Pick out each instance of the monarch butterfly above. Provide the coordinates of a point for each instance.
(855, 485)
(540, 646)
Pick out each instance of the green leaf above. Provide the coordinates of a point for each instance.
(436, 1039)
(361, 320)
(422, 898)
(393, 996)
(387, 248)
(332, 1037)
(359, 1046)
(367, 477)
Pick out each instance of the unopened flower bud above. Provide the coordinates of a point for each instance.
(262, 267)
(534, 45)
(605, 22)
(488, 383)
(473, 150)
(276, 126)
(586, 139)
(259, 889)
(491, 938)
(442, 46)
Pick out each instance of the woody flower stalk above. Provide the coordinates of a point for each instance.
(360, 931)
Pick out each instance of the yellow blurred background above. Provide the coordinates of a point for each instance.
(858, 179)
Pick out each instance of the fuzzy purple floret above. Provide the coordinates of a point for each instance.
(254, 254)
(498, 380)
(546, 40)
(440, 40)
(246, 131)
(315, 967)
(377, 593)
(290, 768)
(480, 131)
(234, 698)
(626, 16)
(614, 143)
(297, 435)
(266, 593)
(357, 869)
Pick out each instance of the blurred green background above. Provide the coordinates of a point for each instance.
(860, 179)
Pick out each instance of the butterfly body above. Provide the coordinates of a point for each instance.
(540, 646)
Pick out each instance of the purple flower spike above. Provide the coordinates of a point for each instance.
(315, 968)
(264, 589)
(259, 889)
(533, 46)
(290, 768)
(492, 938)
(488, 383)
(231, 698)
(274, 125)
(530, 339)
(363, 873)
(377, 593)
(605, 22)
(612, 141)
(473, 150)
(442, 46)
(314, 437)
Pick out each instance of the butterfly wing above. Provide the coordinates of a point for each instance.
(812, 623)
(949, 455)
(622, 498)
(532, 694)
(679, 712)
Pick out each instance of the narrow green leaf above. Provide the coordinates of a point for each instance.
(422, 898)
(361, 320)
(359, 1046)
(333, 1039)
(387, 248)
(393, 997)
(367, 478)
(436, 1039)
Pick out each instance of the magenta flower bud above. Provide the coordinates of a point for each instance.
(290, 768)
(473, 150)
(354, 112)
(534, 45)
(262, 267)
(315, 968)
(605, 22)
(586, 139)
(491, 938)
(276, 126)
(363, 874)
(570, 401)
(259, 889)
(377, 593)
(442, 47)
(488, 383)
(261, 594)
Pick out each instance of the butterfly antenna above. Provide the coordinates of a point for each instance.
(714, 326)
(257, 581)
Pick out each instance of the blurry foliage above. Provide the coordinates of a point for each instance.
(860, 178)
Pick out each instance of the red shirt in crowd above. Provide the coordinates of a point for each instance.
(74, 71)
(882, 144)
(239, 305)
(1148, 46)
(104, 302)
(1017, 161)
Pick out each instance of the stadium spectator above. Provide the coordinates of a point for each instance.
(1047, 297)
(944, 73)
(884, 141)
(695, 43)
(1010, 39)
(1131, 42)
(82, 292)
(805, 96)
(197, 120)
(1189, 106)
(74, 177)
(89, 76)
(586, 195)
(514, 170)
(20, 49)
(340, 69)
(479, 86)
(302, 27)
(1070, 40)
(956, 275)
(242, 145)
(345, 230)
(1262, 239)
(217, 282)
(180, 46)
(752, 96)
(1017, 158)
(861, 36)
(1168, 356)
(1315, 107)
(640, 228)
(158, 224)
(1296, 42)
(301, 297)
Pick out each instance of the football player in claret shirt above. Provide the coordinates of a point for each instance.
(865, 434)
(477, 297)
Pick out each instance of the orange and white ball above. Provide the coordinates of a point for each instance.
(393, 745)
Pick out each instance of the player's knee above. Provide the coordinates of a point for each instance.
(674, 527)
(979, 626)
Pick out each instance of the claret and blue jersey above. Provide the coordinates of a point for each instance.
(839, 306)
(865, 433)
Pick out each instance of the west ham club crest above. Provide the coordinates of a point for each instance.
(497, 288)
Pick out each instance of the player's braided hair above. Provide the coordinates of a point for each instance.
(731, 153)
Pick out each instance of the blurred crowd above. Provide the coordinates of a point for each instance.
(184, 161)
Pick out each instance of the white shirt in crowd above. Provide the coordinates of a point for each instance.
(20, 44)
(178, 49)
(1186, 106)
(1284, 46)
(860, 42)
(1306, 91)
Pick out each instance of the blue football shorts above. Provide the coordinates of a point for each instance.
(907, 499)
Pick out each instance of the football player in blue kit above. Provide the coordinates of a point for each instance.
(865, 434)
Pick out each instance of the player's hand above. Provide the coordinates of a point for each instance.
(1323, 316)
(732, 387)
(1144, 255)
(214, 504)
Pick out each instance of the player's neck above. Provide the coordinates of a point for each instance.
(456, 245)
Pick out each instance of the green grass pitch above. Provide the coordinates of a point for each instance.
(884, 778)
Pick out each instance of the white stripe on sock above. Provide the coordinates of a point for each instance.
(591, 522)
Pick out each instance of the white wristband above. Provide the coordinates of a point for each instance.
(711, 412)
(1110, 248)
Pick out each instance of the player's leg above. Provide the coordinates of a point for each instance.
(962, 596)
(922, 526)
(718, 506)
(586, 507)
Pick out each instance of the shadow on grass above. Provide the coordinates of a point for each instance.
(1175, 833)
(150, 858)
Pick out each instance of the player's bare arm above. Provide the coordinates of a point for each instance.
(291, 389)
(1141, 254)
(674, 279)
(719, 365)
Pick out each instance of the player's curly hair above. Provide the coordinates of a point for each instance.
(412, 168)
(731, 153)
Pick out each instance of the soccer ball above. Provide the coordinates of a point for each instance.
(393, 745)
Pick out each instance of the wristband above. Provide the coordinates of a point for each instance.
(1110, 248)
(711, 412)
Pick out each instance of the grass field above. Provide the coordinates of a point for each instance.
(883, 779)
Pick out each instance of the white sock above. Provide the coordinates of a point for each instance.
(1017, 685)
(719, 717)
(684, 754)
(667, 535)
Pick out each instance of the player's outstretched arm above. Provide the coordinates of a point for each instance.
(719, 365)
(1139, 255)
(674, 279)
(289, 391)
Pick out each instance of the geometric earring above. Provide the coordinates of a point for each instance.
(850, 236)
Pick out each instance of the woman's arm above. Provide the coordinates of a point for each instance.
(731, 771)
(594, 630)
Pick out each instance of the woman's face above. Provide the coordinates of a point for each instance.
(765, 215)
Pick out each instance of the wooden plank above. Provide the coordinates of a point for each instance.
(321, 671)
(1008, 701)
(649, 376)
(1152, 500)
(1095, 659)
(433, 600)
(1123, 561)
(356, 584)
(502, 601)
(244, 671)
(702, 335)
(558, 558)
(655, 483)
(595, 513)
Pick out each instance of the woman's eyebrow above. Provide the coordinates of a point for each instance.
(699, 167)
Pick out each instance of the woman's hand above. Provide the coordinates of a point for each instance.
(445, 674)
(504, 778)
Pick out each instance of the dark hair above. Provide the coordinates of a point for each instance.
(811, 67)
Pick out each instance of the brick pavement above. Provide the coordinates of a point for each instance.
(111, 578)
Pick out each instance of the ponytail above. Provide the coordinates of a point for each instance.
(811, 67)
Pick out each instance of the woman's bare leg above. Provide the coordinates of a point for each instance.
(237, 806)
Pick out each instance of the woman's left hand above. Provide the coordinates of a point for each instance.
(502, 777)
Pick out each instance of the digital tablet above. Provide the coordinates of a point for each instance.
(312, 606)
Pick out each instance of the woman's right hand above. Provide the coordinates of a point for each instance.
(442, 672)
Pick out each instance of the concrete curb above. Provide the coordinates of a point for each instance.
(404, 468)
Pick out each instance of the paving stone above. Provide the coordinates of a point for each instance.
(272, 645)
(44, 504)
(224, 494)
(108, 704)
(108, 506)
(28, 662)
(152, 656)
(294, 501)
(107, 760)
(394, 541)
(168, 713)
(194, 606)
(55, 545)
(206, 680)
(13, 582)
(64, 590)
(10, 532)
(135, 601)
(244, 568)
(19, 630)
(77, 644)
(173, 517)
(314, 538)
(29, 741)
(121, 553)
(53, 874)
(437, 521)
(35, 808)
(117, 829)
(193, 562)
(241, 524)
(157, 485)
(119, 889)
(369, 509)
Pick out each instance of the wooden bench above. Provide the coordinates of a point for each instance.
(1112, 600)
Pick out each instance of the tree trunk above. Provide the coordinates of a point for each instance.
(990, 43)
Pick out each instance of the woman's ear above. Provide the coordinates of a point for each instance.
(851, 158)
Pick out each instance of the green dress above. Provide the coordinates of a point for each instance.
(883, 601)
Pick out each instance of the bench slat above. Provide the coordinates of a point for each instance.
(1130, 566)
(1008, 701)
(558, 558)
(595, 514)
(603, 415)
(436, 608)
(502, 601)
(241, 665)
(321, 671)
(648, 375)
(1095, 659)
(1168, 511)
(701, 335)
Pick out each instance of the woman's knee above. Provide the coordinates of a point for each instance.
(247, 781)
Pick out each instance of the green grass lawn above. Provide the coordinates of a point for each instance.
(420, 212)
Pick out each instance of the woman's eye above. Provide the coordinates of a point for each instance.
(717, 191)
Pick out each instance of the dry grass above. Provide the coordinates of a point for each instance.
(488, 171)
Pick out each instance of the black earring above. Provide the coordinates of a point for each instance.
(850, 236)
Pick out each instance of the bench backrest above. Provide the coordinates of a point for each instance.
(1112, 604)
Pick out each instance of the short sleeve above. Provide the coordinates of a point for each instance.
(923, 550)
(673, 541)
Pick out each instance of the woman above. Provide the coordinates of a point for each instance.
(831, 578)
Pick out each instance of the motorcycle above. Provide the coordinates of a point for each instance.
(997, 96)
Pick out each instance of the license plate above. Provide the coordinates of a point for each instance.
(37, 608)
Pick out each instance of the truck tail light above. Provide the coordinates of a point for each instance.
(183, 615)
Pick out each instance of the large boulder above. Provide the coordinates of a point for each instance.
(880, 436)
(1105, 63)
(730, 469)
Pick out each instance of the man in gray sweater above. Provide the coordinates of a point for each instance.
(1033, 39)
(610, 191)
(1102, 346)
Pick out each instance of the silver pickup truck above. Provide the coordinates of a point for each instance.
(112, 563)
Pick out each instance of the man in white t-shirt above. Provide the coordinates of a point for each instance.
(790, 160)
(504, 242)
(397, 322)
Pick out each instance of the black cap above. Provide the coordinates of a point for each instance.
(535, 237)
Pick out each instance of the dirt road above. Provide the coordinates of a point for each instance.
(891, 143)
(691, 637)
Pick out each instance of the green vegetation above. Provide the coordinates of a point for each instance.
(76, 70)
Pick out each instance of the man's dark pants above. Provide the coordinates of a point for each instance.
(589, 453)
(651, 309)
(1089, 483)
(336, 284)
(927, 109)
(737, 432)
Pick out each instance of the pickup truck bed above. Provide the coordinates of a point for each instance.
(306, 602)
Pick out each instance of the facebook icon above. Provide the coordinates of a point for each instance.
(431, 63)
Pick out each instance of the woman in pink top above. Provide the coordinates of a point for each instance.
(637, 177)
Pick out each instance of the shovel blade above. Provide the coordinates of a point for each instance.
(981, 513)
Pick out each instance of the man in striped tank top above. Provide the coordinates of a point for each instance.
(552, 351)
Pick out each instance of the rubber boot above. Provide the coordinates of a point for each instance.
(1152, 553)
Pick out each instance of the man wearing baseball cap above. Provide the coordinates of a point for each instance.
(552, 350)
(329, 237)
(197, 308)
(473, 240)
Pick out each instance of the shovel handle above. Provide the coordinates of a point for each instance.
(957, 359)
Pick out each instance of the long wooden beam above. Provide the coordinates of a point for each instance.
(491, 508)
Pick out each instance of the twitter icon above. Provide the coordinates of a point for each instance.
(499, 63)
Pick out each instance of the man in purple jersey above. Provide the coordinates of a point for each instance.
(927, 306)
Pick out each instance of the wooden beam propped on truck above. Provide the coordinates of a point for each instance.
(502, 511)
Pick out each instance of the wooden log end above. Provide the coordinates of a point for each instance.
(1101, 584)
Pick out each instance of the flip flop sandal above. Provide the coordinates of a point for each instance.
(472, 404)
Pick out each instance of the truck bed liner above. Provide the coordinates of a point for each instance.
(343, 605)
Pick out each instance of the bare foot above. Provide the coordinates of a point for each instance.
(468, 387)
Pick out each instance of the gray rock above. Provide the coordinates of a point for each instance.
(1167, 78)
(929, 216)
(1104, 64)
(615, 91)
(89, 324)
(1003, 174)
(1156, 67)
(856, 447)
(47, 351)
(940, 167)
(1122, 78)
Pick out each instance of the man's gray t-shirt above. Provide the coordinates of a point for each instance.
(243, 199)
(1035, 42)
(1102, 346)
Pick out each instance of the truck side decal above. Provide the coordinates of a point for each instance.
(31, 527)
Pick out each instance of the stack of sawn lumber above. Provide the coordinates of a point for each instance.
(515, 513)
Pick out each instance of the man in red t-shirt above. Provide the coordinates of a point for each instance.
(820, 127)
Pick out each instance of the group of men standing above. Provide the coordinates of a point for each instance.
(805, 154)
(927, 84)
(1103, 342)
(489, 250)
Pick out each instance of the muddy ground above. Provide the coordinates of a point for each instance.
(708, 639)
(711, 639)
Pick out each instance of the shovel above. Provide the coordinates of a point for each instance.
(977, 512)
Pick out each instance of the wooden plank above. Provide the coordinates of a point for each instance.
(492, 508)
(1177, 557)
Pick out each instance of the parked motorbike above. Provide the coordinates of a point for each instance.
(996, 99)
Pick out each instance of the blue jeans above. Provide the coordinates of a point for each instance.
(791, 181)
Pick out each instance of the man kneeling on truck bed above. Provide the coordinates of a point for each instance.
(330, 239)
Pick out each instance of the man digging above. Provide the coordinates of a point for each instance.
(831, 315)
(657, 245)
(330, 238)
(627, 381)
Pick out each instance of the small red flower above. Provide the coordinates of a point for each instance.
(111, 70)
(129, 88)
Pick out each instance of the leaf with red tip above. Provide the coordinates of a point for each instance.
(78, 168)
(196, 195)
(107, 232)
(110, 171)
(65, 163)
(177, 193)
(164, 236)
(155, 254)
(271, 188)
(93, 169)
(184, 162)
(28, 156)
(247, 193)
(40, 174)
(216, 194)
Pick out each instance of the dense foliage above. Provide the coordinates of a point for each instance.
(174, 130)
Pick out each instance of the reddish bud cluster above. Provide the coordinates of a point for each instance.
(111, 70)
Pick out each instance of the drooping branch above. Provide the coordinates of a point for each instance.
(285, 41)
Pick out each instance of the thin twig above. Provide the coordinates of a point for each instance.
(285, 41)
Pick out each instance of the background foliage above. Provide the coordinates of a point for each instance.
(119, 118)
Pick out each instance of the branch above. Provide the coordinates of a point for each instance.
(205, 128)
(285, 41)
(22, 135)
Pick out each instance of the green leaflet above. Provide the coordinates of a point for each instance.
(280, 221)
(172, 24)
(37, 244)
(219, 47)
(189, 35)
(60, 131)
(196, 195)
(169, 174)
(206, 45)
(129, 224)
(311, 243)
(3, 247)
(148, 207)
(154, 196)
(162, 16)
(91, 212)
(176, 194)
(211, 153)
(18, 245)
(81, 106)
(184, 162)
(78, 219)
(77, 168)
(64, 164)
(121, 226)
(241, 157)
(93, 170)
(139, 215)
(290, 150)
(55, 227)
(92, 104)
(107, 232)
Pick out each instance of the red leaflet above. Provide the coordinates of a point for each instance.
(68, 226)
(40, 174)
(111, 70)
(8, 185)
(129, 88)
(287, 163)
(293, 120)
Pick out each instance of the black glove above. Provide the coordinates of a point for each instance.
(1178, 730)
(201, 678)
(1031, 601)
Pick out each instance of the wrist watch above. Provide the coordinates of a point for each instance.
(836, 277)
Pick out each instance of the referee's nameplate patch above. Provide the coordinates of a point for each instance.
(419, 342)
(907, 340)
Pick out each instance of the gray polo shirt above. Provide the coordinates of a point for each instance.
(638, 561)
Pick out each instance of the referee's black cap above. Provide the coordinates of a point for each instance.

→ **WHAT YOU ARE ASKED TO DO**:
Rewrite the data from the line containing "Pick out each instance of the woman's right" through the line containing "(1112, 600)", replacing "paving stone" with "brick paver" and leaving everything else unchanged.

→ **FULL SOLUTION**:
Pick out each instance of the woman's right hand above. Provide the coordinates of a point for each instance.
(442, 672)
Pick out each instance of the concrete curb above. Provide the coordinates of a point for each instance.
(404, 468)
Pick out each instance of the brick paver above. Provide the coordinates of a point for each instance.
(272, 645)
(44, 504)
(224, 494)
(108, 704)
(108, 506)
(28, 662)
(152, 656)
(294, 501)
(107, 760)
(394, 541)
(168, 713)
(194, 606)
(55, 545)
(206, 680)
(13, 582)
(64, 590)
(10, 532)
(135, 601)
(244, 568)
(19, 630)
(77, 644)
(173, 517)
(314, 538)
(29, 741)
(121, 553)
(53, 874)
(437, 521)
(35, 808)
(117, 829)
(193, 562)
(241, 524)
(157, 485)
(119, 889)
(369, 509)
Pick out each instance of the wooden bench above. Provide the coordinates of a point for each instance.
(1112, 600)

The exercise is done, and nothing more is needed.